Return each line of the records below in which the string "sign" turns up.

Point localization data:
= Beginning of Section =

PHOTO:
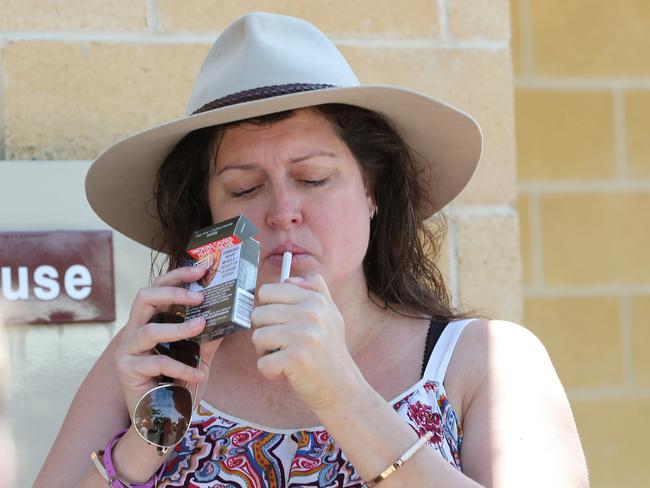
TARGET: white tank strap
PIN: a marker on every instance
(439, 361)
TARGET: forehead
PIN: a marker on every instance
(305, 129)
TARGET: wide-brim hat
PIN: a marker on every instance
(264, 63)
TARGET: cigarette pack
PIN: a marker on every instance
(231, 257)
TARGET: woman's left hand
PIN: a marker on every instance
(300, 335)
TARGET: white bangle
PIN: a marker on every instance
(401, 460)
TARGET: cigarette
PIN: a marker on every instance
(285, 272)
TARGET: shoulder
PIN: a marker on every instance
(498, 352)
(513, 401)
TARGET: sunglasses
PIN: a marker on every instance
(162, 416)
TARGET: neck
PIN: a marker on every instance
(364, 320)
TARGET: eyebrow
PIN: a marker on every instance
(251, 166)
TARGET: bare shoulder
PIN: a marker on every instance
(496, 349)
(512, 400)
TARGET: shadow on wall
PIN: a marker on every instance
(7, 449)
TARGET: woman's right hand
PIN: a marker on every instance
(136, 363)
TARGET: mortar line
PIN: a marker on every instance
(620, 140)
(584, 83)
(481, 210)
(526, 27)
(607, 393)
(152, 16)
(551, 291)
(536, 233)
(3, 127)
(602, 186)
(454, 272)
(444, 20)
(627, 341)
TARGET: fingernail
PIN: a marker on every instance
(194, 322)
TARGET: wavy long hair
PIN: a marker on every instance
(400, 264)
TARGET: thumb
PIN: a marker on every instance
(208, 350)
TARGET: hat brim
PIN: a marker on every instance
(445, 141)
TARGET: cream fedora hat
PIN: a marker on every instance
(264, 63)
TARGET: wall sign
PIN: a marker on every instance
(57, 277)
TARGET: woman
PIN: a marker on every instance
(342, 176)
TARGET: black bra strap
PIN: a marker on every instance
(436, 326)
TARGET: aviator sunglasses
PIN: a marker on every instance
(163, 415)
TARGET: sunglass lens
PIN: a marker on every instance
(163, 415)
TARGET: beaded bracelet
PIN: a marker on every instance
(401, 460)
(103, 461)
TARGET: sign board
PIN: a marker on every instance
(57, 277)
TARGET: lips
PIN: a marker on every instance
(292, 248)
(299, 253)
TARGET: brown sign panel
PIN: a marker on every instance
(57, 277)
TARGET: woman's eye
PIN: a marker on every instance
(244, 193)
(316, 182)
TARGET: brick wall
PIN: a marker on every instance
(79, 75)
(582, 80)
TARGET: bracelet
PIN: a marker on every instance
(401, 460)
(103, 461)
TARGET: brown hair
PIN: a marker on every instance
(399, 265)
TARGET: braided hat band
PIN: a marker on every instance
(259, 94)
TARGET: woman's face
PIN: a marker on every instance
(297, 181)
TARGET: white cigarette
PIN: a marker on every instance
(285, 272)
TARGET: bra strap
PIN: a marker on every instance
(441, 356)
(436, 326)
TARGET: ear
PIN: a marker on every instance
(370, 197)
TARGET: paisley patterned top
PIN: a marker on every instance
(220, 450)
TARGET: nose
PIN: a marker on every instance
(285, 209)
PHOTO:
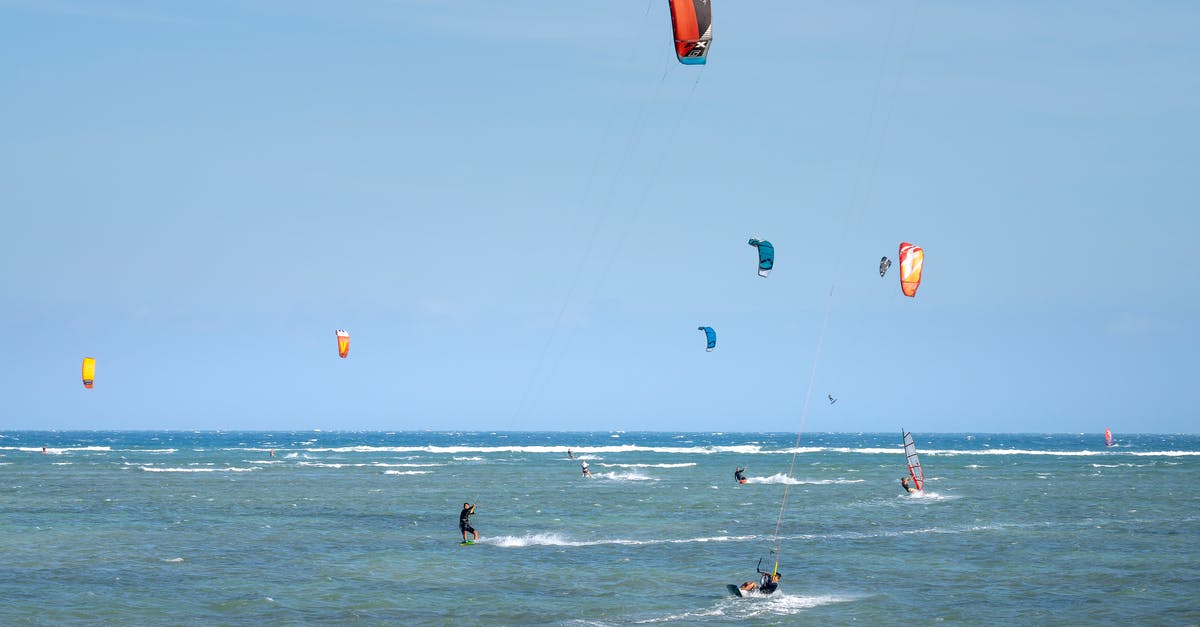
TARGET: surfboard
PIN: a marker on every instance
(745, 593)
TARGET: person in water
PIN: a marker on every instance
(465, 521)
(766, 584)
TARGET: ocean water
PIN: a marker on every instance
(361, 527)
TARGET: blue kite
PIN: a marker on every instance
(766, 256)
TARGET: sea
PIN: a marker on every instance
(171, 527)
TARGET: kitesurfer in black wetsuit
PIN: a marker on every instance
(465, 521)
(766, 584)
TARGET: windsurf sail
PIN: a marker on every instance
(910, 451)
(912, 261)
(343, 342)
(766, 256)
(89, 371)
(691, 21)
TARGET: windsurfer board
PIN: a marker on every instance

= End of Section =
= Beginning of Section =

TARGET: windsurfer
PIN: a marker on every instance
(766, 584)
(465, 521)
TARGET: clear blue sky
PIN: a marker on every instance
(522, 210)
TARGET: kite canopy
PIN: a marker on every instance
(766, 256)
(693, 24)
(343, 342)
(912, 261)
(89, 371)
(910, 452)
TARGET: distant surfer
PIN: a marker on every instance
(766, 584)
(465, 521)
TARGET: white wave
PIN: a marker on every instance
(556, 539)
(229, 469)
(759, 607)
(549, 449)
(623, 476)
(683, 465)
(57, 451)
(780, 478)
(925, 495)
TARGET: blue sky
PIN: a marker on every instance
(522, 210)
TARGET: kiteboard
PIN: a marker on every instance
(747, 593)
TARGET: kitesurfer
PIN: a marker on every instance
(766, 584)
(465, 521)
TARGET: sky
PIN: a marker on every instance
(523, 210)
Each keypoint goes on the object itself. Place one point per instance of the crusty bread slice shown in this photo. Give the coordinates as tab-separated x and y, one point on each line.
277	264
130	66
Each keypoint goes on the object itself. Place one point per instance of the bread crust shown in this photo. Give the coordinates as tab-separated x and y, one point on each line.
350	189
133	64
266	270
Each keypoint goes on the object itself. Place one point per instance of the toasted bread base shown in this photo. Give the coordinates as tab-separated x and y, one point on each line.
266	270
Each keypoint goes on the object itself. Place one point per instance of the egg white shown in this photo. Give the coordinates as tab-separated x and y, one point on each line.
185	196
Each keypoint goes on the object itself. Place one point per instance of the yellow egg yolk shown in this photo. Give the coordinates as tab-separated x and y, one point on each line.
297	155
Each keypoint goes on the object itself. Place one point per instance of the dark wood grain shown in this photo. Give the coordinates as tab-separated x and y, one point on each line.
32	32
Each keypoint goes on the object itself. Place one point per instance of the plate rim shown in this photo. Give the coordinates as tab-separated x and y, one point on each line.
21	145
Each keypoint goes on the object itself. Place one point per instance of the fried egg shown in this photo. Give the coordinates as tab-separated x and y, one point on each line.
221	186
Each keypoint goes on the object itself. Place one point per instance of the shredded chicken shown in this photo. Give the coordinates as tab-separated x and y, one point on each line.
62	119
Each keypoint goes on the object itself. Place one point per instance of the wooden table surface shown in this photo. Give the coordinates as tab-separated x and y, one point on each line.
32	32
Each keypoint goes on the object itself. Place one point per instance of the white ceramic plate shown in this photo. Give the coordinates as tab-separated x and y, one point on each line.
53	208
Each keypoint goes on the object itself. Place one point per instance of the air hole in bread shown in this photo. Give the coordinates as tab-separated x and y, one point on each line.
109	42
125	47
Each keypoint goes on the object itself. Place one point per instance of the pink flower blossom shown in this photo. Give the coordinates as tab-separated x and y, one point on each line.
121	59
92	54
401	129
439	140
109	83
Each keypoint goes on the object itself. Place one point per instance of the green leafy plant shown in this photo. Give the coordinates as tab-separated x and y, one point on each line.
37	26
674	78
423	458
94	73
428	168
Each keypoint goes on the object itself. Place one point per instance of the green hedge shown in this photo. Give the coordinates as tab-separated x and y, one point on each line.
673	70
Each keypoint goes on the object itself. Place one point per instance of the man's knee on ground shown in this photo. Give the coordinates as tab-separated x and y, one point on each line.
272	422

= End of Section =

OUTPUT FOR THIS EXERCISE:
TARGET: wall sign
TARGET: sign board
TARGET: brown sign panel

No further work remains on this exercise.